_Text passage_:
[Start of section]

ASEE PRISM - October 2000
This Month's Issue: A Grand Slam

IFrank L. Hubandn our cover story this month, we address one aspect of an issue important to all engineering educators: how to best prepare students to be productive engineers in the current economy and for the decades to come. "Getting Down to E-Business," discusses employers' desire to find engineers who are not only technical problem-solvers, but who can also identify and define the problems that enhance corporate profitability--especially in the online world, where red ink is still common. Although the preparation of engineering graduates with such capabilities will involve modifying some aspects of the engineering curriculum, it should make engineers more valuable and attract a wider range of students to engineering.

The increasing potential of genetically modified food is provoking questions that lay between technology and society at large. Many researchers have concluded that such food offers the potential for better flavor, longer shelf life, and greater resistance to disease and insect attack. On the other hand, many consumers, especially those across the Atlantic--as we report in "Food Fight in Europe," are concerned that genetically altering food may be harmful. Improved understanding of genetic modification's effect on our foods, and a better presentation of this improved understanding, should enhance our global food supply with minimal risk of harm to the public.

[End of section]

_Record excerpts_:

[Start of section]

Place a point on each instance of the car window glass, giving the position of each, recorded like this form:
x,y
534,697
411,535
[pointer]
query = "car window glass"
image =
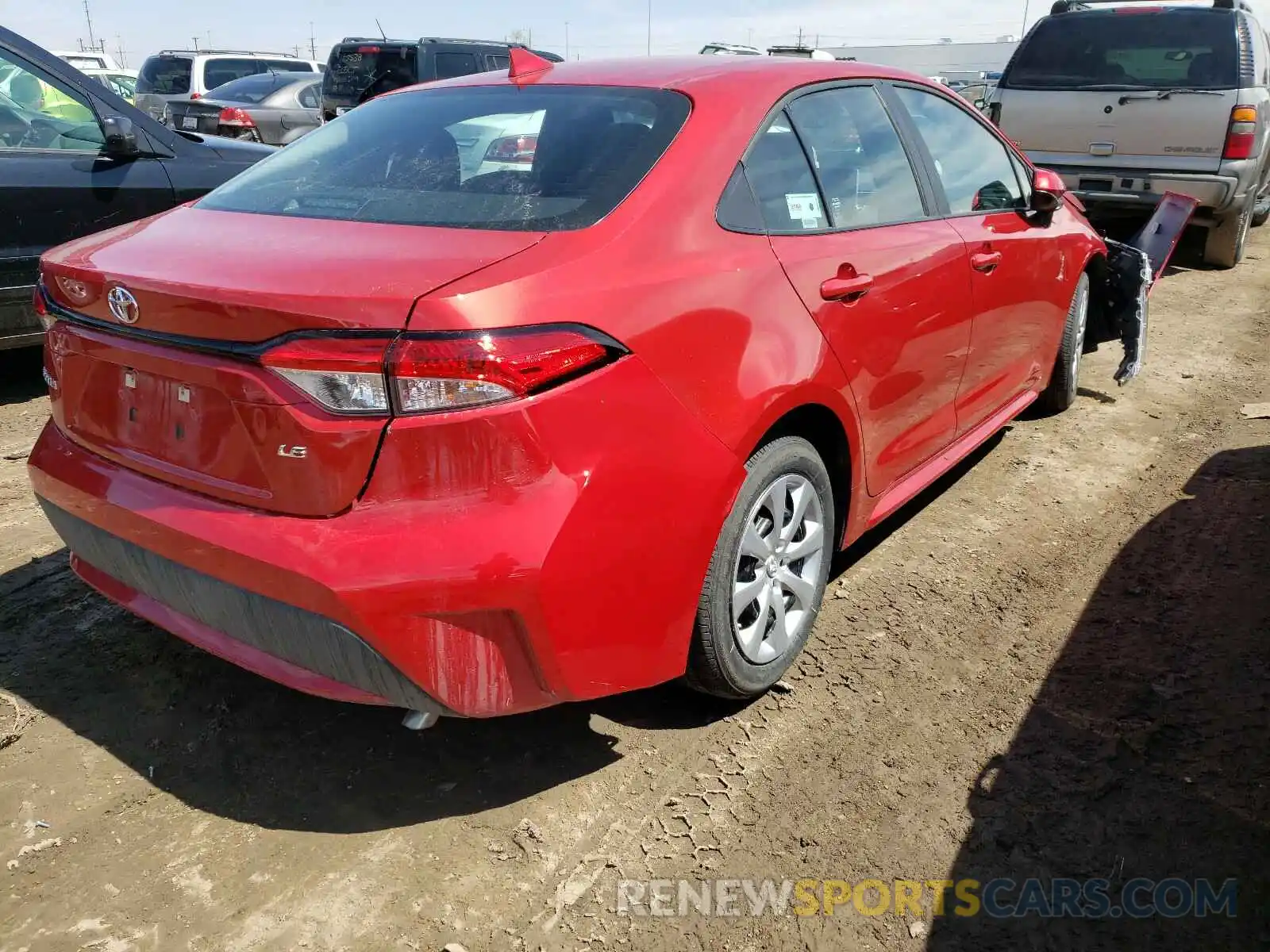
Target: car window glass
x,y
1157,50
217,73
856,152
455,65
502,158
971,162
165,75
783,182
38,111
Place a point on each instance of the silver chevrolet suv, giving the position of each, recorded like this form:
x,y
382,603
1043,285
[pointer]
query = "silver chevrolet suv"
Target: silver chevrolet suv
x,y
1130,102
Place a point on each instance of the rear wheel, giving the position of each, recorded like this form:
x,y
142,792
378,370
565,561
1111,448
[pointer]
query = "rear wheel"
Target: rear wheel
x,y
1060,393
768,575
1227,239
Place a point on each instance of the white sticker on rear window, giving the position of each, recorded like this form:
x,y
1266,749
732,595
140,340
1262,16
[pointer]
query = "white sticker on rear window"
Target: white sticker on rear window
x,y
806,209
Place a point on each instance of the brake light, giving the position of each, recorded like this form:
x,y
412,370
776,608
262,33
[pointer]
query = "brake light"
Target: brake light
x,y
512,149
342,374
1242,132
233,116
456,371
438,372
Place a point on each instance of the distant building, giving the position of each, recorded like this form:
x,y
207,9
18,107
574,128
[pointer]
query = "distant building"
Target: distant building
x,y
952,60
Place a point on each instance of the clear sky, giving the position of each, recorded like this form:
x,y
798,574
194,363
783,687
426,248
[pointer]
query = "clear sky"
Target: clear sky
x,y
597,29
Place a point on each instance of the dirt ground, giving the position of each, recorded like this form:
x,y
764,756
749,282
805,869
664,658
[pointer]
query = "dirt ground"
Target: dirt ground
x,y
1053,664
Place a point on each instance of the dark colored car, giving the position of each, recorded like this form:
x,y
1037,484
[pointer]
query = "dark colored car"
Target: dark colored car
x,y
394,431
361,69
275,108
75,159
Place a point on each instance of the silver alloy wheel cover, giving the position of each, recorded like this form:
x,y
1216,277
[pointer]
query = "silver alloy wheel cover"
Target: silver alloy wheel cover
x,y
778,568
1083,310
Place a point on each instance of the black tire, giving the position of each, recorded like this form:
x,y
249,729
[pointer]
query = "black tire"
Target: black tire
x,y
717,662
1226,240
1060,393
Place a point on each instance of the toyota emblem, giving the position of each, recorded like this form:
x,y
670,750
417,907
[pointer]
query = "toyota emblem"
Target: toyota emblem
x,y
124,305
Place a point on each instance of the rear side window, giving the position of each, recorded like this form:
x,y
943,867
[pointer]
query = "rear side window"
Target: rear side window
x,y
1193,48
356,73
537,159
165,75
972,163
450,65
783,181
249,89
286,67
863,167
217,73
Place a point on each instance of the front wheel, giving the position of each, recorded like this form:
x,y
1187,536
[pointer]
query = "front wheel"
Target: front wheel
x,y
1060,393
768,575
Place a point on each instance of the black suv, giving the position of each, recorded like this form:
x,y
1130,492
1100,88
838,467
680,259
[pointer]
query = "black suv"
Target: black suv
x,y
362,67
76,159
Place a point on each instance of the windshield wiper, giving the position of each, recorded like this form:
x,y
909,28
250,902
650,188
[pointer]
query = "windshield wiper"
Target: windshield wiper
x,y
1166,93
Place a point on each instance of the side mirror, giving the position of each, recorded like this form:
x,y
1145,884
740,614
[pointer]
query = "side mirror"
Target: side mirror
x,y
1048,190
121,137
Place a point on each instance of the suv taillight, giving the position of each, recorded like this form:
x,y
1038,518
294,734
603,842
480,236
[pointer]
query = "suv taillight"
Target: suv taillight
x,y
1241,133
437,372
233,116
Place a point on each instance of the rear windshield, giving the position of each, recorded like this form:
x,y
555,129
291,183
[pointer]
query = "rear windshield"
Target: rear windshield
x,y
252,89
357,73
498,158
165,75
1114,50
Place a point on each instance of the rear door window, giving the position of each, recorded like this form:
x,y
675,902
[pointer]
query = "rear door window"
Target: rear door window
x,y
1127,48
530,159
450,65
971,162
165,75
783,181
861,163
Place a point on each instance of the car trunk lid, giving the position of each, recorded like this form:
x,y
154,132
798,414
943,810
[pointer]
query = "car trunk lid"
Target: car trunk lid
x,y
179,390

[End of section]

_Assignment 1_:
In the ASEE Prism column, what is the title of this month's cover story?
_Assignment 2_:
According to the ASEE Prism column, why is it worth modifying parts of the engineering curriculum to prepare graduates who can identify and define profitable problems? Answer in one to three sentences.
_Assignment 3_:
Pick up the ASEE Prism column after its final sentence and continue it.
The entries are separate material and have no connection to the ASEE Prism column.

_Answer area 1_:
"Getting Down to E-Business."

_Answer area 2_:
Preparing graduates this way should make engineers more valuable. It should also attract a wider range of students to engineering.

_Answer area 3_:
Many engineering schools are undergoing major transformation. Read about what is happening at Yale University's College of Engineering, and its new dean, Paul Fleury.

Do you know ASEE's 2000-2001 President, Wally Fowler? Find out more by reading a profile of our newest leader.

For our sports fans, we have a baseball story--literally. "Stepping Up to the Plate"  is about the ball itself. Because so many homers are being hit these days, fans are starting to wonder if there's something funny about the ball. One of ASEE's own has been called in to investigate.

And finally, in this month's "Last Word," William D. Rezak, president of Alfred State College of Technology, offers his potentially controversial opinions on engineering technology, including the view that the engineering degree should absorb the four-year engineering technology degree. What do you think? As always, I welcome your comments and suggestions.